Extrait du texte:
189 Dans d’autres cas, en vertu, par exemple, de l’art. 231.4 de la Loi de l’impôt sur le revenu, L.R.C. 1985, ch. 1 (5e suppl.), et de l’art. 11 de la Loi sur la concurrence, L.R.C. 1985, ch. C-34, le juge peut avoir un rôle ponctuel à jouer dans le processus d’enquête, en ce sens qu’il peut être appelé à rendre certaines ordonnances, telles que des ordonnances de comparution. Il ne préside toutefois pas ces enquêtes. Le juge ne participe donc pas à l’exercice du pouvoir exécutif. À l’inverse, en présidant l’interrogatoire tenu en vertu de l’art. 83.28 C. cr., le juge assiste à l’exercice du pouvoir exécutif sans détenir les moyens nécessaires afin de lui faire contre-poids. Les pouvoirs judiciaire et exécutif tendent à la confusion dans la réalisation d’un objectif, certes important, de répression ou de prévention du terrorisme.
190 La perception du public selon laquelle les pouvoirs judiciaire et exécutif n’agissent pas de manière séparée lors d’une investigation tenue en vertu de l’art. 83.28 C. cr. s’accentuera encore lorsque les investigations seront tenues à huis clos. Dans ces cas, une personne raisonnable et bien informée sera justifiée de s’interroger sur le rôle que le juge joue réellement lors de l’interrogatoire. Le juge risque alors d’être perçu comme un véritable allié du pouvoir exécutif, dans une enquête secrète, dont le déroulement demeure incontrôlable.
191 En somme, je ne crois pas qu’il soit possible d’isoler des cas d’espèce où certains juges agiront de manière inconstitutionnelle tout en préservant la validité constitutionnelle de l’ensemble de la législation. Devant les problèmes que pose l’art. 83.28 C. cr., il ne suffit pas d’affirmer qu’il ne sera porté atteinte à l’indépendance judiciaire que dans ces cas, puisque cette conclusion dépend d’une analyse restreinte à l’examen de la dimension individuelle de l’indépendance judiciaire. Pour les motifs que je viens d’exposer, j’estime que l’art. 83.28 porte atteinte à la dimension institutionnelle de l’indépendance judiciaire. À mon avis, le public percevra les pouvoirs judiciaire et exécutif comme des alliés et non des pouvoirs séparés. La mise en œuvre de l’art. 83.28, qui entraîne cette perception de non‑séparation des pouvoirs, risque dès lors d’entraîner la perte de la confiance du public dans le système de justice canadien. Les tensions et les craintes que suscite la montée du terrorisme ne justifient pas cette association. Il importe que le droit criminel soit appliqué fermement et que les mesures d’enquête et de répression nécessaires soient mises en œuvre, mais dans le respect des valeurs essentielles de notre régime politique. La préservation de l’indépendance institutionnelle des tribunaux demeure l’une de celles-ci.

Enregistrements extraits:

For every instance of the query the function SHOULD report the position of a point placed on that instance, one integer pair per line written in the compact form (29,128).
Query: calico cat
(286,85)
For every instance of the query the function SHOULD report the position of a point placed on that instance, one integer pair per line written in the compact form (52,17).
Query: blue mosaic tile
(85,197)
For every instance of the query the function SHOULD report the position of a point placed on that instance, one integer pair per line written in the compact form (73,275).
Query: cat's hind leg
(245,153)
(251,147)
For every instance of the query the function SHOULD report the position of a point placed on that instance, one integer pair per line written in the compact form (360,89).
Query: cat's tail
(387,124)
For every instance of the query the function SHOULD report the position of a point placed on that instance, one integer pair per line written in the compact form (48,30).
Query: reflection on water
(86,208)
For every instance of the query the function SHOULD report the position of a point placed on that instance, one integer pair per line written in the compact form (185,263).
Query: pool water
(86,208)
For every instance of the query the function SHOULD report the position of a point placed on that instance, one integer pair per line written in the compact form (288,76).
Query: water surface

...

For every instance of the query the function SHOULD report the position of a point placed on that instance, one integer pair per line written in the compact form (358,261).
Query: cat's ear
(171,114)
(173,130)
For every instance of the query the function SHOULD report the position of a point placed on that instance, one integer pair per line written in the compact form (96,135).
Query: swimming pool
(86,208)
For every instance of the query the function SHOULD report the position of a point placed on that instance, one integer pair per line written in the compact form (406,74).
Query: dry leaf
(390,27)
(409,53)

...

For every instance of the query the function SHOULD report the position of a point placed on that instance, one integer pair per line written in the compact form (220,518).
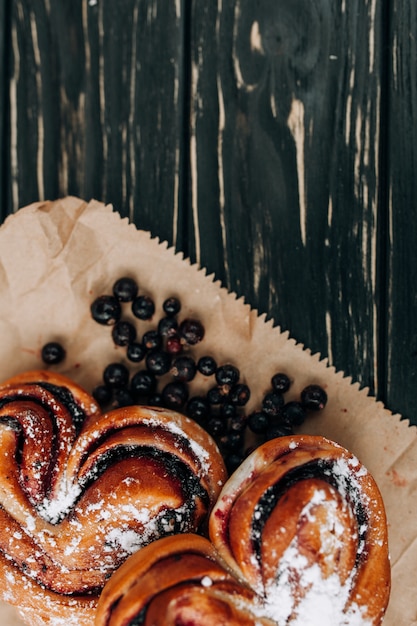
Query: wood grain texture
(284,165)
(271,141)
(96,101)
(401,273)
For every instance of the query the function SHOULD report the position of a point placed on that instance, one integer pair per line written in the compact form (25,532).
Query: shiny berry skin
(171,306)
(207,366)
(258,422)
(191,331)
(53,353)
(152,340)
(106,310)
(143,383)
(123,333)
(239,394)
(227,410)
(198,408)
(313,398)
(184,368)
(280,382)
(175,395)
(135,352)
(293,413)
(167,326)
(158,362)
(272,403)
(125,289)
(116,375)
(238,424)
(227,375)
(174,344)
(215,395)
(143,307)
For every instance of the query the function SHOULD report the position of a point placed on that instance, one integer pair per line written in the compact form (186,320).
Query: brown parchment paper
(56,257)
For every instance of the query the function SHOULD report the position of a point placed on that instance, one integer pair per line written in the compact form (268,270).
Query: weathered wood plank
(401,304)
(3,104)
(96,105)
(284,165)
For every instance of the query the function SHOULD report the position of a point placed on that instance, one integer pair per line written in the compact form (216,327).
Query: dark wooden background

Consignes de l'exercice:
1. Répondez aux questions suivantes d'après l'extrait sur l'indépendance judiciaire.
(a) Quel type d'ordonnance est cité comme exemple de ce que le juge peut être appelé à rendre en vertu de la Loi de l'impôt sur le revenu et de la Loi sur la concurrence ?
(b) Dans quel cas la perception d'une absence de séparation des pouvoirs s'accentuera-t-elle encore lors d'une investigation tenue en vertu de l'art. 83.28 C. cr. ?
(c) À quelle dimension de l'indépendance judiciaire l'art. 83.28 porte-t-il atteinte, selon le texte ?
2. Extrayez des enregistrements chaque ligne qui contient la chaîne « water ».
Le texte et les enregistrements n'ont aucun lien entre eux.

Réponses dans l'ordre:
1.
(a) Des ordonnances de comparution.
(b) Lorsque les investigations seront tenues à huis clos.
(c) À la dimension institutionnelle.

2.
Query: reflection on water
Query: pool water
Query: water surface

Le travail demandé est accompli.